**Task description**.
Change each "query phrase" in the lines below to "search phrase" and write the lines out again with nothing else altered. Leave the pictures out.

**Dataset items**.
------------------------------------------------------------
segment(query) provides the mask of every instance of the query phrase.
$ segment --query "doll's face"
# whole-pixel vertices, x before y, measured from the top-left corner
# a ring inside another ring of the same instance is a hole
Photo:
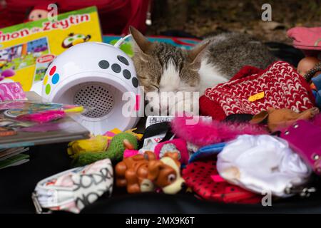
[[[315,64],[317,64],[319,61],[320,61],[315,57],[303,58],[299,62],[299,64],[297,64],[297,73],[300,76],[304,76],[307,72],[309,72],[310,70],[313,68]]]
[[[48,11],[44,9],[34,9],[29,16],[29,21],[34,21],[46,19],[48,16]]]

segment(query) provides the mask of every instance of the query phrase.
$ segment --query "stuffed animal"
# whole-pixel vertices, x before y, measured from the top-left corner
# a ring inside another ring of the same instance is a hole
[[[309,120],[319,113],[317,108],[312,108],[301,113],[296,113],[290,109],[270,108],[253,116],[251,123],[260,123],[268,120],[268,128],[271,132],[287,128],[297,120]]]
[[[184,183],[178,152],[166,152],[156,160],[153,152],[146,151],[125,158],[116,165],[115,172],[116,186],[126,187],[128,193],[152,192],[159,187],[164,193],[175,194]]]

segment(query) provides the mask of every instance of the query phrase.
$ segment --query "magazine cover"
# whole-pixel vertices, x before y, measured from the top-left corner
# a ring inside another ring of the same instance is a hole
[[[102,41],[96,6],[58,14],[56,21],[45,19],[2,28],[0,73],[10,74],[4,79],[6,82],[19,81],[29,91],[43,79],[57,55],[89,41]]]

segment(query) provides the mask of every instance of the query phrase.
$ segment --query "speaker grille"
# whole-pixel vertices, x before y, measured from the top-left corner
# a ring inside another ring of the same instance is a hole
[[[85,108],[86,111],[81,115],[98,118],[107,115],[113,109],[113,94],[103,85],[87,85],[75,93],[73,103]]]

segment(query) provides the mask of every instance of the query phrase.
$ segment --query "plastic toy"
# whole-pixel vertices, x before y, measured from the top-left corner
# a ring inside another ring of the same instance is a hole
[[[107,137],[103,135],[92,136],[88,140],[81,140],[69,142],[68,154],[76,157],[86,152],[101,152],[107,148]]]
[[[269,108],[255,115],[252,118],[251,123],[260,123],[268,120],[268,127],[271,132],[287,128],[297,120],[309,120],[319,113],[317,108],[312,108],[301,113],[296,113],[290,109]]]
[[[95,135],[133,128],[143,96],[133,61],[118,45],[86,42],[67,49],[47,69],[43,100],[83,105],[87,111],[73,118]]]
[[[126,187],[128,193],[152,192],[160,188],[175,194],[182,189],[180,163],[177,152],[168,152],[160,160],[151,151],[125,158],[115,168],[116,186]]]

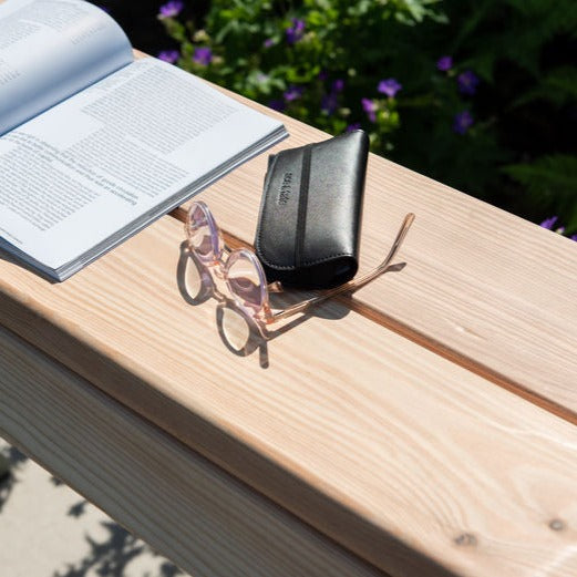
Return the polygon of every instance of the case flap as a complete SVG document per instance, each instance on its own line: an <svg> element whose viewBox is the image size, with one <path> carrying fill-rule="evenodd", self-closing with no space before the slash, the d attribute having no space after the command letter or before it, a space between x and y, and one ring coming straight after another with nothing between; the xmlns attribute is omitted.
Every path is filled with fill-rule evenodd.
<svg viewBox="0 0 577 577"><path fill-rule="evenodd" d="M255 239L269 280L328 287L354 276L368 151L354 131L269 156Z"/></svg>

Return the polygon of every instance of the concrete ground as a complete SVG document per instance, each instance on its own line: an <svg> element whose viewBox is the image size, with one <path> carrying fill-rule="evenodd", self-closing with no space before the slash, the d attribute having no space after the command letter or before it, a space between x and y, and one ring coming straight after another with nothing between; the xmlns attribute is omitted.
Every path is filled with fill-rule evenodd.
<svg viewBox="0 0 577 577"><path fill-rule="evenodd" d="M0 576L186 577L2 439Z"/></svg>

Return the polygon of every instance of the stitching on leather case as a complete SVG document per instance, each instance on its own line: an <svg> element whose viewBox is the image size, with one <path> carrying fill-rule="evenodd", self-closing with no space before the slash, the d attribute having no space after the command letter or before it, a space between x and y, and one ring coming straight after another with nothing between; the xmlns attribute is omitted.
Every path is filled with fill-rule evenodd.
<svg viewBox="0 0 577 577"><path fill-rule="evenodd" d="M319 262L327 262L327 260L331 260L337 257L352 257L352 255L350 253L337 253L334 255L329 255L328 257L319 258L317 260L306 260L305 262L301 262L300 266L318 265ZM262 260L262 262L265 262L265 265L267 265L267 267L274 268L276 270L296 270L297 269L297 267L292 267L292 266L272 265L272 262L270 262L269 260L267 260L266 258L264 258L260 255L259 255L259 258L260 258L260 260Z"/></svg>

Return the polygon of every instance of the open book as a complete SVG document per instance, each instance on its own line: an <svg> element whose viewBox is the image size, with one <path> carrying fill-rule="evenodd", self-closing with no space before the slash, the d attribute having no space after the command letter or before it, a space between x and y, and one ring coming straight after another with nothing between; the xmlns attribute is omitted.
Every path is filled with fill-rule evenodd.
------------------------------------------------------------
**Result of the exercise**.
segment(query) provides the mask of every instance of the search phrase.
$ segment --query "doll's face"
# whole-pixel vertices, x before y, measured from the top-left corner
# a ring inside another ring of the same instance is a hole
Photo:
[[[315,64],[317,64],[319,61],[320,61],[315,57],[303,58],[299,62],[299,64],[297,64],[297,73],[300,76],[304,76],[307,72],[309,72],[310,70],[313,68]]]
[[[48,11],[44,9],[34,9],[29,16],[29,21],[34,21],[46,19],[48,16]]]

segment(query) provides the mask of every instance of the search phrase.
$ segment --query "stuffed animal"
# whole-pixel vertices, x before y, measured from the top-left corner
# a ring inside another ring of the same instance is a hole
[[[309,120],[319,113],[317,108],[312,108],[301,113],[296,113],[290,109],[270,108],[253,116],[251,123],[260,123],[268,120],[268,128],[271,132],[287,128],[297,120]]]
[[[184,183],[178,152],[166,152],[156,160],[153,152],[146,151],[125,158],[116,165],[115,172],[116,186],[126,187],[128,193],[152,192],[159,187],[164,193],[175,194]]]

segment(query) provides the mask of every instance of the search phrase.
$ segment --query "magazine cover"
# whole-pixel vertices, x before y, measured from the top-left corner
# a ring inside another ring of the same instance is a hole
[[[102,41],[96,6],[58,14],[56,21],[45,19],[2,28],[0,73],[10,74],[4,79],[6,82],[19,81],[29,91],[43,79],[57,55],[89,41]]]

segment(query) provides the mask of every instance of the search phrase.
$ segment --query "speaker grille"
# whole-pixel vertices, x before y, measured from the top-left corner
# a ring inside another ring of the same instance is a hole
[[[85,108],[86,111],[81,115],[98,118],[107,115],[113,109],[113,94],[103,85],[87,85],[75,93],[73,103]]]

segment(query) provides the mask of every instance of the search phrase.
$ segment --query "plastic toy"
# whole-pixel vertices, x before y, measured from the top-left corner
# a ring inside another ring of the same instance is a hole
[[[107,137],[103,135],[92,136],[88,140],[81,140],[69,142],[68,154],[76,157],[86,152],[101,152],[107,148]]]
[[[269,108],[255,115],[252,118],[251,123],[260,123],[268,120],[268,127],[271,132],[287,128],[297,120],[309,120],[319,113],[317,108],[312,108],[301,113],[296,113],[290,109]]]
[[[95,135],[133,128],[143,96],[133,61],[118,45],[86,42],[67,49],[47,69],[43,100],[83,105],[87,111],[73,118]]]
[[[126,187],[128,193],[152,192],[160,188],[175,194],[182,189],[180,163],[177,152],[168,152],[160,160],[151,151],[125,158],[115,168],[116,186]]]

Return the polygon of every instance of the case flap as a complete SVG document per instance, each instance on its own line: an <svg> element whose viewBox is the image size, with one <path> carrying fill-rule="evenodd", self-closing with no space before the slash, the d attribute having no space after the command letter or before it, a space between x and y, and one ring coming straight after another with nothing between; the xmlns attribute is omitted.
Every path is filled with fill-rule evenodd.
<svg viewBox="0 0 577 577"><path fill-rule="evenodd" d="M255 239L269 280L328 287L354 276L368 151L354 131L269 156Z"/></svg>

Return the polygon of every instance of the concrete ground as a complete SVG document per instance, each instance on its own line: an <svg> element whose viewBox is the image size, with one <path> carrying fill-rule="evenodd", self-closing with no space before the slash, the d attribute having no space after the command letter or before it, a space between x and y, and one ring coming straight after another with nothing between; the xmlns attribute is omitted.
Every path is filled with fill-rule evenodd.
<svg viewBox="0 0 577 577"><path fill-rule="evenodd" d="M0 576L186 577L2 439Z"/></svg>

Return the polygon of every instance of the stitching on leather case as a complete SVG document per instance, each instance on its own line: an <svg> element whose viewBox is the image size, with one <path> carrying fill-rule="evenodd", self-closing with no space before the slash, the d attribute having no space after the command letter or before it, a space between x and y, and one ring coming straight after another with nothing between; the xmlns attribute is omitted.
Every path is filled with fill-rule evenodd.
<svg viewBox="0 0 577 577"><path fill-rule="evenodd" d="M319 262L327 262L327 260L331 260L337 257L352 257L352 255L350 253L337 253L334 255L329 255L328 257L319 258L317 260L306 260L305 262L301 262L300 266L318 265ZM262 260L262 262L265 262L265 265L267 265L267 267L274 268L276 270L296 270L297 269L297 267L292 267L292 266L272 265L272 262L270 262L269 260L267 260L266 258L264 258L260 255L259 255L259 258L260 258L260 260Z"/></svg>

Return the polygon of every instance of the open book as a complete SVG document per instance, each instance on its own line: an <svg> element whose viewBox is the image size, with one <path> carrying fill-rule="evenodd", self-closing with no space before the slash, the d attribute having no space after the command letter or before it, a space between x and y, and one ring coming straight after another with nothing between; the xmlns attribute is omitted.
Every path is filled with fill-rule evenodd.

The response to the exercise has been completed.